Work to complete:
1 – According to the article about Clermont County's new visitation program, when was the partnership started?
2 – Continue the news article about the Clermont County visitation program, picking up after its final paragraph.

Reading passage:
● ● ● ● ● ● ●
September 23, 2019

New visitation program helps reunite families

BATAVIA, OH (Sept. 23, 2019) — Before the 17-year-old girl and her mother, 50, entered the Family Healing Center – Clermont’s Therapeutic Visitation Program, things were bad.

“I did not have a relationship with my mom at all,” said Mary (not her real name), who is about to age out of foster care. “She was using drugs. I was using drugs. We were spiteful toward each other.”

But things have changed for the better, thanks to the visitation program. The partnership was started by Children’s Protective Services, a part of Clermont County Job and Family Services, in November 2018.

“Things are good now,” said Mary’s mom, parent of four children ages 32-17. She sees a positive future for herself and her daughter. Both plan on helping others, Mary as a social worker and her mom, possibly as a recovery coach.

Children’s Protective Services had offered visitation at the agency for two hours, once a week, between 8 a.m. and 4 p.m., Monday-Friday.  A monitor in a separate room would watch four visitations on a TV screen with audio.

Now, 90-minute, twice-a-week visits are available 11 a.m. to 6:30 p.m., Monday-Thursday, and 8 a.m.-4 p.m. Friday. They occur in three levels:

“It can be difficult for kids to go home because there had been trauma there,” said Sara Faison, foster care and visitation supervisor. “And, now that the parent’s sober, rules in the home have changed. There’s a new sense of normal.”
● ● ● ● ● ● ●
Given records:

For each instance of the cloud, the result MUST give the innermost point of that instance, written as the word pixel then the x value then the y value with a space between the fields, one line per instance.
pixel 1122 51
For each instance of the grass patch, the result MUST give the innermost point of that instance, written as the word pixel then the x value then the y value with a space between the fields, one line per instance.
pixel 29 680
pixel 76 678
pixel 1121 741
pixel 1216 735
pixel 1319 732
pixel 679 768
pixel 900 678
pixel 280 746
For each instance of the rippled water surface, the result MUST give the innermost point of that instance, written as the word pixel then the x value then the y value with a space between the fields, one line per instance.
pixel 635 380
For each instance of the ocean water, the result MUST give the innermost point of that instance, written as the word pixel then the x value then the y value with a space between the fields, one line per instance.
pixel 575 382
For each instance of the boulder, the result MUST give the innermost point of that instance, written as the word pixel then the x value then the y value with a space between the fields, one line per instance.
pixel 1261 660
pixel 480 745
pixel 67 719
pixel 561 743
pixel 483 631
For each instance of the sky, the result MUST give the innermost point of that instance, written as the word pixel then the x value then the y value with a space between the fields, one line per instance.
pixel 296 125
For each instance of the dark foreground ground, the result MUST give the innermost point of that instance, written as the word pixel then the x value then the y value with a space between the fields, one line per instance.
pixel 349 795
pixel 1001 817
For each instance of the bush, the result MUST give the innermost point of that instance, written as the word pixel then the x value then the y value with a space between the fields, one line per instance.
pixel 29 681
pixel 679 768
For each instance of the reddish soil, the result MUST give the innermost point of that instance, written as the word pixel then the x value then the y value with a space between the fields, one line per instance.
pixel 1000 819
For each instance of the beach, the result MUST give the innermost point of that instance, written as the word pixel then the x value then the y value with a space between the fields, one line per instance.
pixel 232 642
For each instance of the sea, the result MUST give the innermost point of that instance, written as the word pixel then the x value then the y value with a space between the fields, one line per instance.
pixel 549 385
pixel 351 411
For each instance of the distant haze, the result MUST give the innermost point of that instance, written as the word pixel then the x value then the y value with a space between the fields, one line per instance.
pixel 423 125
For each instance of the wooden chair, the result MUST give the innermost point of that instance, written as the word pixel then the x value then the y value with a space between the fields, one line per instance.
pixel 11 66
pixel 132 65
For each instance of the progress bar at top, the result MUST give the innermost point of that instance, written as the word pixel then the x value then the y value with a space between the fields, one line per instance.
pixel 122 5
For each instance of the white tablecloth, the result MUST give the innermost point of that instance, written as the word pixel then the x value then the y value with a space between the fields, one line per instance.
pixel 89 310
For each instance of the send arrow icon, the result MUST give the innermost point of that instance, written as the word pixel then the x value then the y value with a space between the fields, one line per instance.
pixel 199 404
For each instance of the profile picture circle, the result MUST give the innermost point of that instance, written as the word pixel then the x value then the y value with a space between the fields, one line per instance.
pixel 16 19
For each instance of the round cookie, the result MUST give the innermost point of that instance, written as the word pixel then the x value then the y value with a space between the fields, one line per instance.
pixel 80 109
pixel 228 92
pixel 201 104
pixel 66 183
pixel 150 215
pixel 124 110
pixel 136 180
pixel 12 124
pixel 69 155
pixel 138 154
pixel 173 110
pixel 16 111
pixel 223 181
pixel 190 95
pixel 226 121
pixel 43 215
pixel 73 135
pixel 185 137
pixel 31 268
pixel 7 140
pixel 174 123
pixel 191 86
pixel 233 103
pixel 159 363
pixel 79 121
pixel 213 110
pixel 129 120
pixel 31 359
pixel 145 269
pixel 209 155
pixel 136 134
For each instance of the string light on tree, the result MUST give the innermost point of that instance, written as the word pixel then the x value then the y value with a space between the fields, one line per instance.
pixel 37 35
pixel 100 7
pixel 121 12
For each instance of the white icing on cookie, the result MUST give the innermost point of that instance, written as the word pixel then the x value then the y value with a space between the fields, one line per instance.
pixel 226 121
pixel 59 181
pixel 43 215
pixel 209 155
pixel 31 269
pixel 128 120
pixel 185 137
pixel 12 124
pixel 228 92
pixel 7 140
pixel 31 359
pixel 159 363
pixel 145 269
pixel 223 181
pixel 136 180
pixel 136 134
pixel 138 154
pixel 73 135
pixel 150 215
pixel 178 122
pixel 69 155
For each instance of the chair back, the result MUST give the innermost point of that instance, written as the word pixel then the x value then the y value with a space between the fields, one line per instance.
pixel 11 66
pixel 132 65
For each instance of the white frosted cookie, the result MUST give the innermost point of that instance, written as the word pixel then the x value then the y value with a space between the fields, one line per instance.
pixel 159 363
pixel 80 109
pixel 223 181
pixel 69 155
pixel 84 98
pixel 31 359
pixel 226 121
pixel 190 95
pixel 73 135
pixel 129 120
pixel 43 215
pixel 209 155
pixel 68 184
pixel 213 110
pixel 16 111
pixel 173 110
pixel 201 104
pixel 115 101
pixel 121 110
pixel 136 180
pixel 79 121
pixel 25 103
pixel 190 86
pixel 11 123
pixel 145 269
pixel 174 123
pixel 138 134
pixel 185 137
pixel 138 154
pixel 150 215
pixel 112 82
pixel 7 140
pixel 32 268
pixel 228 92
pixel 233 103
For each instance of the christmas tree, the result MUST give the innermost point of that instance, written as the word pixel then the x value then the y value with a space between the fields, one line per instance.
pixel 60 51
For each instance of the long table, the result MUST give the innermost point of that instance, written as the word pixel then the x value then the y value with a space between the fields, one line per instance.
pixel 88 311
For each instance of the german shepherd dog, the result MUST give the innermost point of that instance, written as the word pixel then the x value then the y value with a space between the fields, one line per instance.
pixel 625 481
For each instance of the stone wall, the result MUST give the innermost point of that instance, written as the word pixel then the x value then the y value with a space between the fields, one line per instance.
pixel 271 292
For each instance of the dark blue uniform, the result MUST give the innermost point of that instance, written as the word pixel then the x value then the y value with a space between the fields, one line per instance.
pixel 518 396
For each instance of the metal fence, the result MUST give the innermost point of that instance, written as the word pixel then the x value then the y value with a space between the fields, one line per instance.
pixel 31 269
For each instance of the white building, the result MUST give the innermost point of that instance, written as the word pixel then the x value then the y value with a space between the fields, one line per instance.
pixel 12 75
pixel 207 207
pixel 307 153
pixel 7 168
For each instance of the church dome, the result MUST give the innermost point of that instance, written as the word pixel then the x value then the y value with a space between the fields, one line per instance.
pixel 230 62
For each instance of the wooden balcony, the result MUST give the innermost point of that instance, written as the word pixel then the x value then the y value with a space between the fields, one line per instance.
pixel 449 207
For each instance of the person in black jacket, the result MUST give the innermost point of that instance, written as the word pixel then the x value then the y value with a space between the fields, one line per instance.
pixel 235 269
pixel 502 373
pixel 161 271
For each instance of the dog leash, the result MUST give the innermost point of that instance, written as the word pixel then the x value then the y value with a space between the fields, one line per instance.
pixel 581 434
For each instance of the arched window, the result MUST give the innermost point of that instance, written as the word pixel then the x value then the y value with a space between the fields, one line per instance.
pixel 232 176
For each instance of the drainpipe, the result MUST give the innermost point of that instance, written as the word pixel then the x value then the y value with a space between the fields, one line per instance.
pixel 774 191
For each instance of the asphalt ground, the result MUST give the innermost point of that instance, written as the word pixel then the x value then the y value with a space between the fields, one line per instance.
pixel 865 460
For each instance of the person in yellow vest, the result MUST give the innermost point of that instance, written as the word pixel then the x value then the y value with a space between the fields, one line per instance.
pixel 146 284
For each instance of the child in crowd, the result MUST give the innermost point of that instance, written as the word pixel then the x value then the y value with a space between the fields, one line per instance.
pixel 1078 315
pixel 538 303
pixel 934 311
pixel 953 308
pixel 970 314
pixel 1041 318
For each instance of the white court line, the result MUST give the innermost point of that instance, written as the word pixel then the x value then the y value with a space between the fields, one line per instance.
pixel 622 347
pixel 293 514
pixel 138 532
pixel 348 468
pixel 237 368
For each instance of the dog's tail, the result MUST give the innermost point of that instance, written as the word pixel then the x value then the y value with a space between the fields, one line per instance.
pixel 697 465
● ● ● ● ● ● ●
Answers per task:
1 – It was started in November 2018.

2 –
Children’s Protective Services initiated the change to help improve relationships and speed reunification of families. The agency contracts with Central Clinic Behavioral Health, which provides a program director/therapist and two visitation specialists.

“They helped me and my mom work through my childhood trauma,” Mary said. “They helped us get a better bond.”

They also helped her mom get housing – and stay sober since January 2018. She regularly attends both Alcoholics Anonymous and Narcotics Anonymous meetings, and has been working the 12-step program with a sponsor.

“The counselors from Central Clinic helped tremendously,” the mom said. “Their knowledge, especially about setting boundaries, really helped.”

The Family Healing Center offers intensive therapeutic visitation services to children and families referred by Child Protective Services. The center uses evidenced-based treatment to enhance children and families to achieve overall health and wellbeing and build resiliency to alleviate barriers to reunification.  Its staff assists in healing damage from trauma.

“Most of the families involved in Children’s Protective Services have experienced traumatic events and exhibit an array of treatment issues such as mental health and substance abuse problems, post-traumatic stress disorder (PTSD), parent-child relationship issues and trauma-related emotional and behavioral problems,” said Courtney Rohr, director of the Family Healing Center – Clermont. Rohr, a therapist, works for Central Clinic Behavioral Health.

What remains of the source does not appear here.